The exercise: Can you reproduce the data beneath, keeping every line exact?

Records shown:
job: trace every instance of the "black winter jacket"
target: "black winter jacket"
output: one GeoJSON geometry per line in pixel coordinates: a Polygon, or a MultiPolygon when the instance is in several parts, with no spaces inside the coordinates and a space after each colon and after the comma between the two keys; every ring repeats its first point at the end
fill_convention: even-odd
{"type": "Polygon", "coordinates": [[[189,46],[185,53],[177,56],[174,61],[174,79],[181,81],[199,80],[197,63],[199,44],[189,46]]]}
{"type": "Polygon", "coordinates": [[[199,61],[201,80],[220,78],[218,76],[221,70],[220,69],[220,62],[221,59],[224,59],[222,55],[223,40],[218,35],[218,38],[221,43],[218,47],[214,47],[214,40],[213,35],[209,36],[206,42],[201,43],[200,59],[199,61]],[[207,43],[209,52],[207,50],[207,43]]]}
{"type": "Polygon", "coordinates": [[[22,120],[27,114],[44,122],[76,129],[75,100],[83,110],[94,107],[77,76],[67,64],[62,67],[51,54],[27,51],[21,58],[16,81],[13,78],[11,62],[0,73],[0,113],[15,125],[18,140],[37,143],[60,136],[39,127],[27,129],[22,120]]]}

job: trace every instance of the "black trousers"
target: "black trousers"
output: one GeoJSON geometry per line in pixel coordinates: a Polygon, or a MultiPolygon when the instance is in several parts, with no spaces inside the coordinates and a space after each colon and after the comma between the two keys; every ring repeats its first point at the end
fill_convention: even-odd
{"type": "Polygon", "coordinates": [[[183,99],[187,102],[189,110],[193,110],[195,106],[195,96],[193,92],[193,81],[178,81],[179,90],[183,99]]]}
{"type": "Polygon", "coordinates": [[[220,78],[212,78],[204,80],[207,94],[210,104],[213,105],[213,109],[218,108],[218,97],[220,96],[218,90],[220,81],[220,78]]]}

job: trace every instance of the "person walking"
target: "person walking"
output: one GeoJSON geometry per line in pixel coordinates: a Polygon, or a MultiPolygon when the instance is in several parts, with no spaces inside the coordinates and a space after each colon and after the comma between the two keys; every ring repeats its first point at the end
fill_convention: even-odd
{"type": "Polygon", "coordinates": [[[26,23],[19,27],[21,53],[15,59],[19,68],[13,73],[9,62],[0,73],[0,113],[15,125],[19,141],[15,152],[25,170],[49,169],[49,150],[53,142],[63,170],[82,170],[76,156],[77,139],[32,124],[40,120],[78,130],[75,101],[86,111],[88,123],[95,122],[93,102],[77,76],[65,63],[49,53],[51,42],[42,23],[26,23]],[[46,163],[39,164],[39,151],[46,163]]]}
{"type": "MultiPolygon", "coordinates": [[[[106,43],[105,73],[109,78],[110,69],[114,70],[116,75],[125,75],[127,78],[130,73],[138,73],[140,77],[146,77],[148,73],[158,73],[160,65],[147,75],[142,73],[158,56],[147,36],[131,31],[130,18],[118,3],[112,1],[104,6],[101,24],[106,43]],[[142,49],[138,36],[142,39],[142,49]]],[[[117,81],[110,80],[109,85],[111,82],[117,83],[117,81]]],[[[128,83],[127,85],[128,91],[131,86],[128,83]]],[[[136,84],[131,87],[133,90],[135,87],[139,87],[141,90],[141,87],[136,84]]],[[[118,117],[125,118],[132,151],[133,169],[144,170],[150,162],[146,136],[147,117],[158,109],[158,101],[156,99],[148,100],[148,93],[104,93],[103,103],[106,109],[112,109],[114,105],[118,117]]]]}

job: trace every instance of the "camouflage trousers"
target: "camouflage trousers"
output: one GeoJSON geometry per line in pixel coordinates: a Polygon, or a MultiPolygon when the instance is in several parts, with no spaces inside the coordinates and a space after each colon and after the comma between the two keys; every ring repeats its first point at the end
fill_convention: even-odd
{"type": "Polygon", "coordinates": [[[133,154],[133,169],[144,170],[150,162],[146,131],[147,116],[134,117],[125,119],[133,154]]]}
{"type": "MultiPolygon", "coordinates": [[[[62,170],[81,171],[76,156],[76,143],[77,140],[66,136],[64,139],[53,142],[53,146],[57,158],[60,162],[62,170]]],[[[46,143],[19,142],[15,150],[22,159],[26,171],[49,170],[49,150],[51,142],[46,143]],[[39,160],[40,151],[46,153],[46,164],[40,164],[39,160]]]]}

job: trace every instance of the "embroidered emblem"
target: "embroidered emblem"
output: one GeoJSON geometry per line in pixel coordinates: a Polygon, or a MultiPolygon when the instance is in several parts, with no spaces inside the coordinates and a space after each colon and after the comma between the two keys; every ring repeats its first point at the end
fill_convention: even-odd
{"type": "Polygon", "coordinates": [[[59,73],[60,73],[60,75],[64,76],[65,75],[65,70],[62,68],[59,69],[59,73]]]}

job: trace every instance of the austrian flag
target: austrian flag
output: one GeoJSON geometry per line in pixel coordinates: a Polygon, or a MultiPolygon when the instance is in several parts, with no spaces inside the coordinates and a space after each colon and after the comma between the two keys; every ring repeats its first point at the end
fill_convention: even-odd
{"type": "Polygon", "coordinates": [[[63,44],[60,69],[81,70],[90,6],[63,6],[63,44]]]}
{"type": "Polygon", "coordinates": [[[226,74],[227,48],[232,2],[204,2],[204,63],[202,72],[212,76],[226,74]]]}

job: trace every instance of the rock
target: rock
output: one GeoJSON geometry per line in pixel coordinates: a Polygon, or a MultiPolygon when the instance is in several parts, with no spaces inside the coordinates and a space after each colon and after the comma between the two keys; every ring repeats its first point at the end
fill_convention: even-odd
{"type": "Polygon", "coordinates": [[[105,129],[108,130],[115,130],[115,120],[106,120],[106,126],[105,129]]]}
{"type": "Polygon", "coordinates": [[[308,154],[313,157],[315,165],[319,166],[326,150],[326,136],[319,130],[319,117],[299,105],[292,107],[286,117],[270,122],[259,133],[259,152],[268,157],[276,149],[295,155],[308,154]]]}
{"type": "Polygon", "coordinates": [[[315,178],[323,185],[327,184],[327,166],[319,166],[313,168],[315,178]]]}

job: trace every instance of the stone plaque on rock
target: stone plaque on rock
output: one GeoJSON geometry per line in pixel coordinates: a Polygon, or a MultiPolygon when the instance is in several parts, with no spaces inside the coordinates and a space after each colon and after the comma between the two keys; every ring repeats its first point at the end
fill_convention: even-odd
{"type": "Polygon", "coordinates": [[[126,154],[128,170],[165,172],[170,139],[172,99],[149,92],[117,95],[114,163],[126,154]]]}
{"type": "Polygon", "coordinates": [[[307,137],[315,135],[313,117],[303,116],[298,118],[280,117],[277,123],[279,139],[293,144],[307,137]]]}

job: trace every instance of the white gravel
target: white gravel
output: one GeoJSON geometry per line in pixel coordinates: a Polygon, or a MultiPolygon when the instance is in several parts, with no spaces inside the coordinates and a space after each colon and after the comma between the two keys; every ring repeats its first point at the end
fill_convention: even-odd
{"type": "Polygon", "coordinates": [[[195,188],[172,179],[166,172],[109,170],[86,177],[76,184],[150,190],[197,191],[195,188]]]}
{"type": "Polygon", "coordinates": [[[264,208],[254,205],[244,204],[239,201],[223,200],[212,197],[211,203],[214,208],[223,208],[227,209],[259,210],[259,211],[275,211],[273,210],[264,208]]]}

Written response:
job: trace every instance of the "black winter jacket"
target: "black winter jacket"
output: one GeoJSON geometry per line in pixel coordinates: a Polygon, or a MultiPolygon when the instance is in several parts, with no spaces inside the coordinates and a space after each colon and after the comma between the two keys; every ring repeats its first point at the end
fill_convention: even-odd
{"type": "Polygon", "coordinates": [[[189,46],[185,53],[177,56],[174,61],[174,79],[181,81],[199,80],[197,63],[199,44],[189,46]]]}
{"type": "Polygon", "coordinates": [[[199,61],[201,80],[220,78],[218,76],[221,70],[220,69],[220,62],[221,59],[224,59],[222,55],[223,40],[218,35],[218,38],[221,43],[218,47],[214,47],[214,40],[213,35],[209,36],[206,42],[201,43],[200,59],[199,61]],[[207,43],[209,52],[207,50],[207,43]]]}
{"type": "Polygon", "coordinates": [[[22,120],[27,114],[44,122],[76,129],[75,100],[83,110],[94,107],[77,76],[67,64],[62,67],[51,54],[27,51],[21,58],[16,81],[13,78],[11,62],[0,73],[0,113],[15,125],[18,140],[37,143],[60,136],[39,127],[27,129],[22,120]]]}

job: trace every instance of the "black trousers"
target: "black trousers"
output: one GeoJSON geometry per line in pixel coordinates: a Polygon, or a MultiPolygon when the instance is in several parts, with no spaces inside the coordinates and a space after each colon and after the comma between the two keys; every ring repeats its first point at the end
fill_convention: even-odd
{"type": "Polygon", "coordinates": [[[183,99],[187,102],[189,110],[193,110],[195,106],[195,96],[193,92],[193,81],[178,81],[179,90],[183,99]]]}
{"type": "Polygon", "coordinates": [[[220,78],[212,78],[204,80],[207,94],[210,104],[213,105],[213,109],[218,108],[218,97],[220,96],[218,90],[220,81],[220,78]]]}

job: trace every instance of the "person walking"
target: "person walking"
output: one GeoJSON geometry per line in pixel coordinates: a Polygon, or a MultiPolygon when the instance is in several parts, with no spaces inside the coordinates and a space after each colon and after the comma between the two keys; every ring repeats its first point at the end
fill_convention: even-odd
{"type": "Polygon", "coordinates": [[[26,23],[19,27],[21,53],[15,59],[19,68],[13,73],[9,62],[0,73],[0,113],[15,125],[19,141],[15,152],[25,170],[49,169],[49,150],[53,142],[63,170],[82,170],[76,156],[77,139],[32,124],[40,120],[78,130],[75,101],[86,111],[88,123],[95,122],[93,102],[77,76],[65,63],[49,53],[51,42],[42,23],[26,23]],[[46,163],[39,164],[39,151],[46,163]]]}
{"type": "MultiPolygon", "coordinates": [[[[106,43],[105,73],[109,78],[110,69],[114,70],[116,75],[125,75],[127,78],[130,73],[138,73],[140,77],[146,77],[148,73],[158,73],[160,65],[147,75],[142,73],[158,56],[147,36],[131,31],[130,18],[118,3],[112,1],[104,6],[101,24],[106,43]],[[142,49],[138,36],[142,39],[142,49]]],[[[117,81],[110,80],[109,85],[111,82],[117,83],[117,81]]],[[[128,83],[127,85],[128,91],[131,86],[128,83]]],[[[136,84],[131,87],[133,90],[135,87],[139,87],[141,90],[141,87],[136,84]]],[[[118,117],[125,118],[132,151],[133,169],[144,170],[150,162],[146,136],[147,117],[158,109],[158,101],[156,99],[148,100],[148,93],[104,93],[103,103],[106,109],[112,109],[114,105],[118,117]]]]}

job: trace every instance of the "camouflage trousers"
target: "camouflage trousers"
output: one GeoJSON geometry per line in pixel coordinates: a Polygon, or a MultiPolygon when the instance is in several parts, with no spaces inside the coordinates and a space after each colon and after the comma between the two keys; every ring repeats its first point at the end
fill_convention: even-odd
{"type": "Polygon", "coordinates": [[[133,154],[133,169],[144,170],[150,162],[146,131],[147,116],[134,117],[125,119],[133,154]]]}
{"type": "MultiPolygon", "coordinates": [[[[62,170],[81,171],[76,156],[76,143],[77,140],[66,136],[64,139],[53,142],[53,146],[57,158],[60,162],[62,170]]],[[[46,143],[19,142],[15,150],[22,159],[26,171],[49,170],[49,150],[51,142],[46,143]],[[39,160],[40,151],[46,153],[46,164],[40,164],[39,160]]]]}

job: trace every instance of the "embroidered emblem"
target: "embroidered emblem"
output: one GeoJSON geometry per line in pixel coordinates: a Polygon, or a MultiPolygon when the instance is in several parts, with no spaces inside the coordinates and a space after each colon and after the comma between the two keys; every ring repeats its first point at the end
fill_convention: even-odd
{"type": "Polygon", "coordinates": [[[59,73],[60,73],[60,75],[64,76],[65,75],[65,70],[62,68],[59,69],[59,73]]]}

job: trace every instance of the austrian flag
target: austrian flag
output: one GeoJSON geometry per line in pixel coordinates: a Polygon, or a MultiPolygon when the instance is in several parts, with no spaces inside the coordinates and a space after each colon and after the comma between the two keys; every ring repeats its first point at the end
fill_convention: even-odd
{"type": "Polygon", "coordinates": [[[63,44],[60,69],[81,70],[90,6],[63,6],[63,44]]]}
{"type": "Polygon", "coordinates": [[[226,74],[227,48],[232,2],[204,2],[204,63],[202,72],[212,76],[226,74]]]}

job: trace every instance of the rock
target: rock
output: one GeoJSON geometry per line in pixel coordinates: a Polygon, or a MultiPolygon when the instance is in several parts, with no spaces inside the coordinates and a space after each colon and after the comma between the two keys; every ring repeats its first point at the end
fill_convention: even-odd
{"type": "Polygon", "coordinates": [[[105,129],[108,130],[115,130],[115,120],[106,120],[106,126],[105,129]]]}
{"type": "Polygon", "coordinates": [[[308,154],[313,157],[315,165],[319,166],[326,150],[326,136],[319,130],[319,117],[299,105],[292,107],[286,117],[270,122],[259,133],[259,152],[268,157],[276,149],[295,155],[308,154]]]}
{"type": "Polygon", "coordinates": [[[315,178],[323,185],[327,184],[327,166],[319,166],[313,168],[315,178]]]}

job: trace every instance of the stone plaque on rock
target: stone plaque on rock
output: one GeoJSON geometry per line in pixel coordinates: a Polygon, or a MultiPolygon when the instance is in several parts, with no spaces inside the coordinates and a space after each colon and after the comma between the two keys; every ring repeats its first point at the end
fill_convention: even-odd
{"type": "Polygon", "coordinates": [[[126,154],[128,170],[165,172],[170,139],[172,99],[149,92],[117,95],[114,163],[126,154]]]}
{"type": "Polygon", "coordinates": [[[307,137],[315,135],[313,117],[303,116],[298,118],[280,117],[277,123],[279,139],[293,144],[307,137]]]}

job: trace every instance of the white gravel
target: white gravel
output: one GeoJSON geometry per line in pixel coordinates: a Polygon, or a MultiPolygon when the instance is in several parts, with no spaces inside the coordinates and a space after each colon and after the comma between the two keys; every ring repeats its first point at the end
fill_convention: even-odd
{"type": "Polygon", "coordinates": [[[195,188],[172,179],[166,172],[109,170],[86,177],[76,184],[150,190],[197,191],[195,188]]]}
{"type": "Polygon", "coordinates": [[[264,208],[254,205],[244,204],[239,201],[223,200],[212,197],[211,203],[214,208],[223,208],[227,209],[259,210],[259,211],[275,211],[273,210],[264,208]]]}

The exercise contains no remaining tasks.